Work to do:
Add -11 to every coordinate in the answers and write out all lines of the items below again, requests included. Leave out the pictures.

Material for this task:
▼
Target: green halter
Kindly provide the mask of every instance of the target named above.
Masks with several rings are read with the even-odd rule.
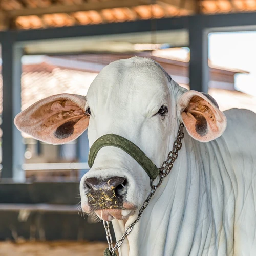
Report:
[[[103,135],[94,142],[89,152],[88,164],[90,168],[93,166],[98,152],[104,146],[115,146],[128,153],[153,180],[159,174],[159,169],[140,148],[130,140],[116,134]]]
▲
Full answer:
Target: green halter
Kindly provide the mask of every instance of the target named above.
Masks with several rings are read with the even-odd rule.
Report:
[[[92,124],[83,131],[78,141],[77,153],[79,157],[82,155],[87,141],[93,135],[104,135],[117,142],[142,169],[148,163],[148,158],[129,137],[119,129],[105,123]]]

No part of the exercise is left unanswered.